* Begin *
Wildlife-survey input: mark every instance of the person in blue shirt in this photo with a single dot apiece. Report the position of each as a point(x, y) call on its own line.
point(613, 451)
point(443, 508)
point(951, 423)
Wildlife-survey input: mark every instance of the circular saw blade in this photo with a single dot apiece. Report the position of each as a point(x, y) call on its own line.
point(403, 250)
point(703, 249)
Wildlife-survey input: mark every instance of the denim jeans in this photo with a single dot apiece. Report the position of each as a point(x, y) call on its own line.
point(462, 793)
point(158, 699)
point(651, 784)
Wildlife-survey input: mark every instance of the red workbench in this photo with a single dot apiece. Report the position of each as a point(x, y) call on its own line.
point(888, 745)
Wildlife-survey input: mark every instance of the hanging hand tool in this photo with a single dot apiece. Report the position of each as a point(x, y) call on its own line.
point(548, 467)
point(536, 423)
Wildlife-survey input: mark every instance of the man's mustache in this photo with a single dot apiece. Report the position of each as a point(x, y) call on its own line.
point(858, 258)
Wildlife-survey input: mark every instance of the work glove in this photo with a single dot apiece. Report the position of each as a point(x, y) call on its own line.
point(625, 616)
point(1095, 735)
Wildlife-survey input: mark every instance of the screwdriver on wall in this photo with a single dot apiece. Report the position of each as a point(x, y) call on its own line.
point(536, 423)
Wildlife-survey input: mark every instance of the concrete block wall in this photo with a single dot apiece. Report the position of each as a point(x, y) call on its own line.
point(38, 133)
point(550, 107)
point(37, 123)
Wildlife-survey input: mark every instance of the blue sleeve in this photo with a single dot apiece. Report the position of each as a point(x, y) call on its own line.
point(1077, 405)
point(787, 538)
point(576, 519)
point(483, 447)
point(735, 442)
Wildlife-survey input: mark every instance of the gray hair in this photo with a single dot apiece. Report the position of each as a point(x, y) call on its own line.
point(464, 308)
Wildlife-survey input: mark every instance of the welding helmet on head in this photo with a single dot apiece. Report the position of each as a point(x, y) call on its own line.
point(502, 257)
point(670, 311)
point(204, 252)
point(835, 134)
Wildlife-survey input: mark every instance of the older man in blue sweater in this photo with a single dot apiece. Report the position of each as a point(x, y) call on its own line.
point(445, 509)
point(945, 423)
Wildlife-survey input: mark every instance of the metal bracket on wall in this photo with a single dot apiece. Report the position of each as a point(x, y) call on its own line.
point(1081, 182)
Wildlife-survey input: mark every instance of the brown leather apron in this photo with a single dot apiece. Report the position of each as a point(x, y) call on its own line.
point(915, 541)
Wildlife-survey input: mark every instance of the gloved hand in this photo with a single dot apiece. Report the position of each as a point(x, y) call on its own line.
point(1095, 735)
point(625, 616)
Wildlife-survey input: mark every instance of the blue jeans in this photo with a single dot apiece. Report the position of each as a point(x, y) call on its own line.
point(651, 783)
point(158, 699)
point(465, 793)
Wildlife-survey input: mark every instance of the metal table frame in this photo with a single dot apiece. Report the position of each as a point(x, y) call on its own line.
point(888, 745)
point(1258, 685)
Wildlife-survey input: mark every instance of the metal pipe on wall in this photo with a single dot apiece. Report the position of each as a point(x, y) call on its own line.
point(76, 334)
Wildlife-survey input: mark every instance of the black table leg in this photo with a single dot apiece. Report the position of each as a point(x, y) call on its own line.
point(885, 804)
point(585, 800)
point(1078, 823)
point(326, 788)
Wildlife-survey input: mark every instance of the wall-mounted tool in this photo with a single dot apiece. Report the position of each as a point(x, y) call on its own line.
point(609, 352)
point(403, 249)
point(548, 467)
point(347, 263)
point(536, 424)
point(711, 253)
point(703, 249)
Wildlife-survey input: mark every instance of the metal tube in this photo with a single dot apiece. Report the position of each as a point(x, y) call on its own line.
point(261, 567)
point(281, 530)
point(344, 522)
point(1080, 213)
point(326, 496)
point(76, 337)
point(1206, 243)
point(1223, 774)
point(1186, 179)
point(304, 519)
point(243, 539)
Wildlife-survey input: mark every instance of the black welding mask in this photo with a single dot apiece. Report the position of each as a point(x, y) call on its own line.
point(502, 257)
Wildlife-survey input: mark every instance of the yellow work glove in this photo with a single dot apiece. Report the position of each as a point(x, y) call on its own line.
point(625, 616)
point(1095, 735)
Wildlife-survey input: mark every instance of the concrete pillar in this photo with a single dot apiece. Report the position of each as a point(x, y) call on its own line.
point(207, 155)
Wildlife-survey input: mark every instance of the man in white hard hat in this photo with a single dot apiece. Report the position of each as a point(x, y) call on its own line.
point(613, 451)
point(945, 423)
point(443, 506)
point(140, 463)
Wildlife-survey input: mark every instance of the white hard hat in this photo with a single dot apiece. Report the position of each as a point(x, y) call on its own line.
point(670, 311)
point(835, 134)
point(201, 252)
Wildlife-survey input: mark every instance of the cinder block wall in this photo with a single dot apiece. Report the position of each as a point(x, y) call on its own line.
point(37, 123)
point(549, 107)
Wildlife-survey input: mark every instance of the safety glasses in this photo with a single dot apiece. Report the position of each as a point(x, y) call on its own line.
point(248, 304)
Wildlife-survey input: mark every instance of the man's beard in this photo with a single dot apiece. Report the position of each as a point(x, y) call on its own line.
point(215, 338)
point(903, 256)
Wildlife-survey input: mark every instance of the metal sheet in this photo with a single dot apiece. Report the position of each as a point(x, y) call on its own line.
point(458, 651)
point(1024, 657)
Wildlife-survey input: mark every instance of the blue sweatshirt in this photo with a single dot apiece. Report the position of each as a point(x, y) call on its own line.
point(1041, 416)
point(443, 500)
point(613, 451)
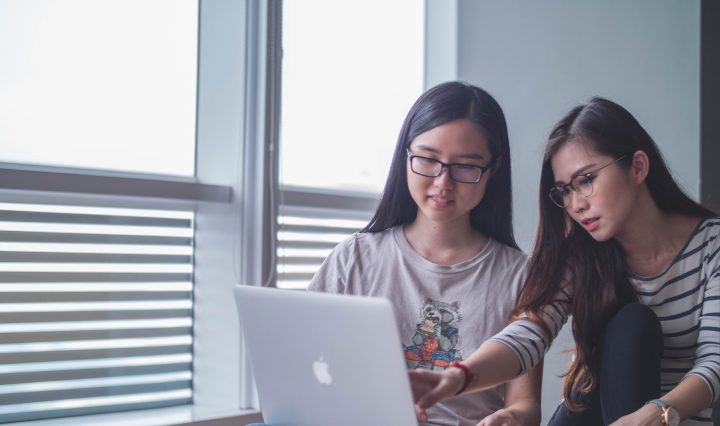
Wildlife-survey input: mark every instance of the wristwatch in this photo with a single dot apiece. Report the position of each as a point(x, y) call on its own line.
point(669, 416)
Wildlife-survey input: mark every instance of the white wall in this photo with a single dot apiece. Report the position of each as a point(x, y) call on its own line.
point(540, 58)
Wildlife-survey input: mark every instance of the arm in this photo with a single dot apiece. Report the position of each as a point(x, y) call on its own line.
point(513, 351)
point(496, 360)
point(689, 397)
point(522, 401)
point(701, 385)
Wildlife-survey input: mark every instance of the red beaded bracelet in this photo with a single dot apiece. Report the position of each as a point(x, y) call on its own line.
point(469, 376)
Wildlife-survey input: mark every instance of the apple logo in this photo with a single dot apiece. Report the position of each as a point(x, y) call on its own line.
point(322, 371)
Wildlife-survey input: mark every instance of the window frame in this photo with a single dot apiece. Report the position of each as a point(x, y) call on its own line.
point(226, 194)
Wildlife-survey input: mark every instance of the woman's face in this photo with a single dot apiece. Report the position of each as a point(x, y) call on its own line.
point(442, 199)
point(612, 195)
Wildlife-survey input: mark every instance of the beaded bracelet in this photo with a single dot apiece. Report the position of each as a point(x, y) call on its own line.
point(470, 378)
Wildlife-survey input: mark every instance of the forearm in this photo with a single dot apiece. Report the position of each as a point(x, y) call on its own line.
point(689, 397)
point(493, 363)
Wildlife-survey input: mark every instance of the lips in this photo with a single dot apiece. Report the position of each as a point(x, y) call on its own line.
point(590, 224)
point(440, 201)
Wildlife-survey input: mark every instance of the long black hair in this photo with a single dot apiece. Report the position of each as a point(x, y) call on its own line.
point(565, 254)
point(440, 105)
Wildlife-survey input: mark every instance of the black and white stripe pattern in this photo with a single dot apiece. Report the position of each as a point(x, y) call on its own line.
point(686, 299)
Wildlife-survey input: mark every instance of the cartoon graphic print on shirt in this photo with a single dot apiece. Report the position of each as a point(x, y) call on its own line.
point(434, 343)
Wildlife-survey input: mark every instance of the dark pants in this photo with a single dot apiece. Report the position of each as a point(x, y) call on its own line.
point(629, 373)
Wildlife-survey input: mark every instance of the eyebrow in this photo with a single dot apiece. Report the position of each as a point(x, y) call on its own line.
point(470, 156)
point(581, 171)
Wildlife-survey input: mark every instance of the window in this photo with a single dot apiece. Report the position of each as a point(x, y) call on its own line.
point(350, 72)
point(95, 309)
point(115, 262)
point(95, 84)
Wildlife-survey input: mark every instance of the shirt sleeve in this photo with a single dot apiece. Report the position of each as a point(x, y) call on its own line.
point(332, 277)
point(707, 361)
point(528, 340)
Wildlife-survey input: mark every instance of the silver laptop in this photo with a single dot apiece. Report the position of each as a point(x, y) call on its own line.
point(323, 359)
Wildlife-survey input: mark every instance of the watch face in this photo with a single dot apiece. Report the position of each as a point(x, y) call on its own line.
point(672, 418)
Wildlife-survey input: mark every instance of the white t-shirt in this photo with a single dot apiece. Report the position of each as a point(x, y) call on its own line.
point(443, 313)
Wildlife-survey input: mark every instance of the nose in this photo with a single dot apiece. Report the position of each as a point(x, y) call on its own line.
point(443, 180)
point(577, 202)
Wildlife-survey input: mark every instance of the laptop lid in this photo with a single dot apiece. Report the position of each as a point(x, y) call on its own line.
point(325, 359)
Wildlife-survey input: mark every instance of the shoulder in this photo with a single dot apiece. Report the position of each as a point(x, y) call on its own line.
point(508, 256)
point(366, 243)
point(706, 237)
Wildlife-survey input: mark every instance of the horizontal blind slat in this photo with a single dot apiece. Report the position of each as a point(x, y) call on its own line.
point(95, 309)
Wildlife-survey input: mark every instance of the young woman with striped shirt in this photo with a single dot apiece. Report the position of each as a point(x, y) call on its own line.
point(634, 261)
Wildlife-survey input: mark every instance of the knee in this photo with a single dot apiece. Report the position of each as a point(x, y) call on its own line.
point(635, 322)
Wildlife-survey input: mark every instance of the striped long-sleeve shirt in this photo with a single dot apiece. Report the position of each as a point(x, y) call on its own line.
point(686, 299)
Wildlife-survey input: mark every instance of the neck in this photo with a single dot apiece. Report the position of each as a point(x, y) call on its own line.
point(444, 243)
point(651, 239)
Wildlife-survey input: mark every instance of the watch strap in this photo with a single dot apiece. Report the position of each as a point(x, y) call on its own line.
point(664, 407)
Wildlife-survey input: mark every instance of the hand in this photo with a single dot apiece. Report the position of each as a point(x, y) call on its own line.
point(647, 415)
point(430, 387)
point(504, 417)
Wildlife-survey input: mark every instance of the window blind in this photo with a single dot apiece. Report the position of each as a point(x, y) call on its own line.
point(95, 309)
point(310, 225)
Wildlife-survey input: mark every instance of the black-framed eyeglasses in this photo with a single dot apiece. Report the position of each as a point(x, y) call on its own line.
point(580, 184)
point(430, 167)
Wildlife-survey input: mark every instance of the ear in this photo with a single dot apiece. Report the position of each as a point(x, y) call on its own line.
point(640, 167)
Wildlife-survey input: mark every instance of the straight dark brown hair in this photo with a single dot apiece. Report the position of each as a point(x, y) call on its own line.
point(566, 257)
point(439, 105)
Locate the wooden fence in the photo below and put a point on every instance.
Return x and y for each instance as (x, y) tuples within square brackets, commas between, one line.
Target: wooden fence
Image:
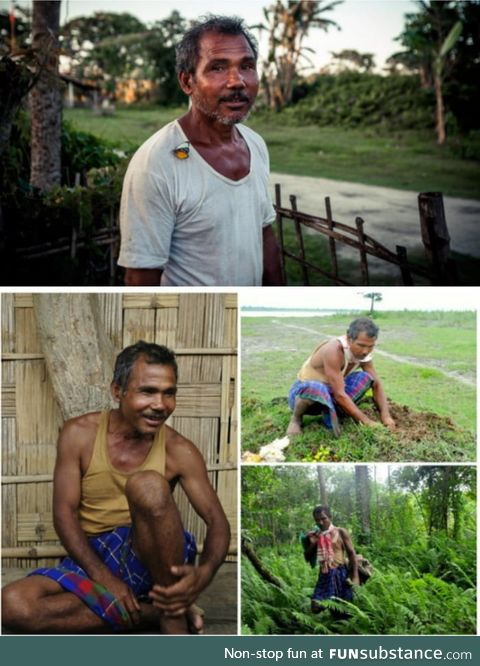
[(95, 252), (434, 235), (201, 328)]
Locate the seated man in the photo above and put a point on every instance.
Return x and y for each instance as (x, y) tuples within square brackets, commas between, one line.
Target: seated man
[(331, 548), (115, 515), (337, 375)]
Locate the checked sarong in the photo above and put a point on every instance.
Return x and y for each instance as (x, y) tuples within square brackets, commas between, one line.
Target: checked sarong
[(356, 385), (115, 550)]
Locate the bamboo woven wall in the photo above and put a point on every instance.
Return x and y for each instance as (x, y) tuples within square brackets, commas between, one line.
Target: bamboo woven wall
[(200, 328)]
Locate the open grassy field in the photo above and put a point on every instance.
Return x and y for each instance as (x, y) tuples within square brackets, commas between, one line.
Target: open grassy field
[(426, 361), (408, 160)]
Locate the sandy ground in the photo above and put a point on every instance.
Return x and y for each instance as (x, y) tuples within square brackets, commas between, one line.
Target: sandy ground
[(391, 216)]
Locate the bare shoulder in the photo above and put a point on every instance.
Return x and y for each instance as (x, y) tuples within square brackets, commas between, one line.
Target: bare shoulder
[(345, 535), (79, 430), (332, 353), (182, 454)]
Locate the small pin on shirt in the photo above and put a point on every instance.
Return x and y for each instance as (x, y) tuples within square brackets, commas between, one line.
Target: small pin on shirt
[(182, 151)]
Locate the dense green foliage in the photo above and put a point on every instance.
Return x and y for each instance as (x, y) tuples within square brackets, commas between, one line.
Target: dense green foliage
[(353, 99), (424, 576), (33, 219)]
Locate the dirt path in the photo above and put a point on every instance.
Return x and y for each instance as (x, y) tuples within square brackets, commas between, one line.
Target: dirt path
[(391, 216), (469, 381)]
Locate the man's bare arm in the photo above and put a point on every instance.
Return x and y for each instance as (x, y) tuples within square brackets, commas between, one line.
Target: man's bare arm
[(272, 268), (352, 556), (66, 500), (332, 367), (143, 277), (379, 396), (177, 598)]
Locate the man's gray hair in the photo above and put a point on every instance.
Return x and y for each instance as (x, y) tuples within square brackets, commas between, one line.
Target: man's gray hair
[(362, 325), (187, 50), (149, 352)]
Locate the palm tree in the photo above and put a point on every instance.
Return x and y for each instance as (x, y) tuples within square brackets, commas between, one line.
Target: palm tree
[(45, 98), (288, 24), (429, 37)]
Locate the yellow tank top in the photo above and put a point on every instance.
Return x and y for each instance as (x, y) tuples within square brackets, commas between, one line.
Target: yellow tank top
[(103, 504), (308, 373)]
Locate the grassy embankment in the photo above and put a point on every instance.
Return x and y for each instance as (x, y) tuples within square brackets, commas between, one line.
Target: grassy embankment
[(273, 349)]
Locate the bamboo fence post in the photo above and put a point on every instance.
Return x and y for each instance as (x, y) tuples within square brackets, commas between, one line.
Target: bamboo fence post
[(333, 247), (404, 270), (279, 222), (436, 238), (363, 255), (298, 231)]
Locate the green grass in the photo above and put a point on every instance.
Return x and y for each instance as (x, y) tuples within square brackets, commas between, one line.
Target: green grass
[(408, 160), (441, 342), (127, 128)]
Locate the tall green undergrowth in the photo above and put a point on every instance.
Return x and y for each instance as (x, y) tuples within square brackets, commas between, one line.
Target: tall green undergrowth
[(400, 598)]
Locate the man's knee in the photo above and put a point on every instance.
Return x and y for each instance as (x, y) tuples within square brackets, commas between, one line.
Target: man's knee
[(148, 491), (18, 611)]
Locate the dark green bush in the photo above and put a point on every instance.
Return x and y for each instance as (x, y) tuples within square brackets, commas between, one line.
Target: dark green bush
[(31, 219), (352, 99)]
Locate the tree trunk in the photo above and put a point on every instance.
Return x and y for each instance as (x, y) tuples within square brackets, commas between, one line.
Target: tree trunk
[(439, 111), (45, 98), (362, 492), (321, 486), (78, 354)]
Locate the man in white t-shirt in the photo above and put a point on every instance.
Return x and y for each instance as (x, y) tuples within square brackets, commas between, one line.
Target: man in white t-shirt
[(336, 376), (195, 204)]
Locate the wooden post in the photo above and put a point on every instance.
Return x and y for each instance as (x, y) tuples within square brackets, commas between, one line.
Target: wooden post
[(404, 270), (435, 237), (279, 221), (298, 230), (331, 241), (363, 255)]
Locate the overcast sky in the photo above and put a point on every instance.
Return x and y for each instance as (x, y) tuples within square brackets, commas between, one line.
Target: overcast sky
[(393, 298), (366, 25)]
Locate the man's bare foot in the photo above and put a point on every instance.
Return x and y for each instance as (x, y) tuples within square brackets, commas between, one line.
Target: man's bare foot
[(151, 617), (195, 619), (294, 427), (174, 625)]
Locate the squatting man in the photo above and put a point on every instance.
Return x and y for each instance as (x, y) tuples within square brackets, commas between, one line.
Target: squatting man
[(336, 376), (130, 562)]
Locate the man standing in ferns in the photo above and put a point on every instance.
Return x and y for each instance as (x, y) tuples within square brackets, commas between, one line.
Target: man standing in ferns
[(331, 548)]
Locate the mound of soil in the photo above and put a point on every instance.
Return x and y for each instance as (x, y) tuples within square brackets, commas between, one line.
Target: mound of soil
[(413, 426)]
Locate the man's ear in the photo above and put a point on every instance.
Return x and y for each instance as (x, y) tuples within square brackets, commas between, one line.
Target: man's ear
[(116, 391), (185, 82)]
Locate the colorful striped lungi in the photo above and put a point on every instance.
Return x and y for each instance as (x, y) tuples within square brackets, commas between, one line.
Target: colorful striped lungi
[(115, 550), (333, 584), (356, 385)]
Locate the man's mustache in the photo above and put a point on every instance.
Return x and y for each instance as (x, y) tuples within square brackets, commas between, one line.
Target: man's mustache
[(155, 415), (236, 97)]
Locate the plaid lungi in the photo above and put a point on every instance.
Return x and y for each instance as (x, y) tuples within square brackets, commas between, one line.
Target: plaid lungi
[(356, 385), (333, 584), (115, 550)]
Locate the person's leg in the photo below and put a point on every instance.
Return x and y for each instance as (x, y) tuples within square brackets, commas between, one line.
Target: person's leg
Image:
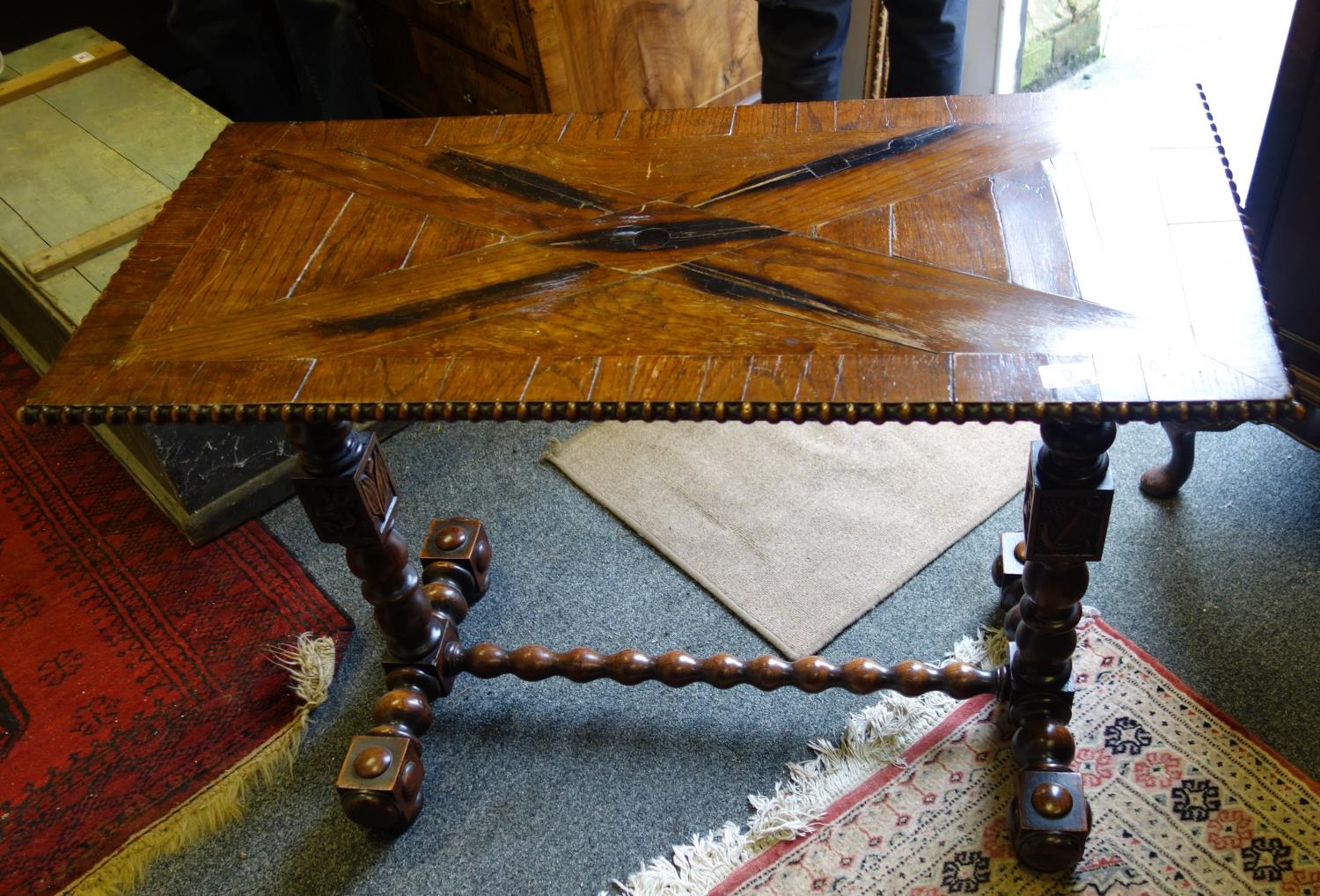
[(802, 48), (240, 48), (926, 47), (327, 47)]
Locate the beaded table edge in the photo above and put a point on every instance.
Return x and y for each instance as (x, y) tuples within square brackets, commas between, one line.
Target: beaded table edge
[(747, 412)]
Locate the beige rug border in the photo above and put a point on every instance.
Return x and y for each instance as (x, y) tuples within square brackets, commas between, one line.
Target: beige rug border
[(552, 454)]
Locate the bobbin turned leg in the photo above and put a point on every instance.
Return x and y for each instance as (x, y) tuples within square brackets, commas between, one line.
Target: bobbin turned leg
[(1069, 494), (1164, 479), (348, 494)]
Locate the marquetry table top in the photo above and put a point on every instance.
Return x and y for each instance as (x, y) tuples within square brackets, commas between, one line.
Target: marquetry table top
[(965, 258)]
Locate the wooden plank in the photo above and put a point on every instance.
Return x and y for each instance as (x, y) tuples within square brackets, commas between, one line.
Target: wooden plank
[(594, 126), (894, 301), (866, 230), (654, 237), (861, 115), (564, 379), (60, 71), (956, 229), (49, 156), (599, 55), (911, 114), (95, 242), (282, 221), (1192, 185), (665, 378), (438, 238), (374, 379), (1032, 231), (979, 378), (723, 379), (766, 119), (414, 304), (710, 121), (895, 375), (820, 378), (1228, 317), (472, 379), (816, 118), (367, 238), (886, 168), (150, 121)]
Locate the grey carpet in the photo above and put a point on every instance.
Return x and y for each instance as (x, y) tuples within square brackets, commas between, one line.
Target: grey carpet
[(554, 788)]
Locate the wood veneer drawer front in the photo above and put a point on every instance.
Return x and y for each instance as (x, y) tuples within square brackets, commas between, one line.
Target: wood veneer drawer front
[(465, 84), (486, 26)]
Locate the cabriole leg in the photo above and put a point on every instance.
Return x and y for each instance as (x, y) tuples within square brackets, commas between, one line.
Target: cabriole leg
* End *
# EXERCISE DESCRIPTION
Reproduce, with no changes, the stretch of items from the line containing "Wildlife-survey input: mark every instance of the long" through the line containing "point(577, 202)", including both of those lines.

# TASK OUTPUT
Wildlife-survey input: mark every instance of the long black hair in this photo with a single dot apiece. Report the position of each as a point(x, y) call on its own line.
point(565, 254)
point(440, 105)
Wildlife-survey input: mark every instance of the black and white stripe pattern in this photo with a single dot apiece. Report the position of each as a point(x, y) call on its own line.
point(686, 299)
Wildlife-survey input: mark every instance of the cartoon graphic print on shirt in this photo with a single dot apiece. Report the position of each as a point(x, y) call on its own line.
point(434, 343)
Wildlife-survey input: mark every instance of the dark pants in this photo with a single dot apiece. Report the position of each as a point(x, y) call on its own line.
point(629, 373)
Wildlife-survey input: mark every instance of the eyebrow in this photo with a single dot apiece. Report the position of each as a point(x, y) call on its own line.
point(470, 156)
point(581, 171)
Wildlife-survey input: mark every instance of the window in this photo with a single dot apiece. Report the position of each as a point(x, y) call on its own line.
point(350, 72)
point(95, 309)
point(115, 262)
point(95, 84)
Wildlife-survey input: mark every instance of the shirt sleeve in this photo with a single dot apiece. Report the position of each as a point(x, y) call on its own line.
point(332, 277)
point(707, 361)
point(528, 340)
Wildlife-survey input: mark every instance of the silver laptop in this photo with a single dot apiece. Report the position of each as a point(x, y) call on its own line.
point(323, 359)
Wildlife-survey input: mark every instance of the watch face in this photo with a single dot apiece. Report the position of each as a point(x, y) call on its own line.
point(672, 418)
Wildlife-survey input: mark every instance of the white t-shirt in this photo with a single dot apiece. Report the position of each as a point(x, y) call on its own line.
point(443, 313)
Wildlife-survey input: mark every instance of the nose in this photo with a single dot apiece. Report the position of each as a point(x, y) call on its own line.
point(443, 180)
point(577, 202)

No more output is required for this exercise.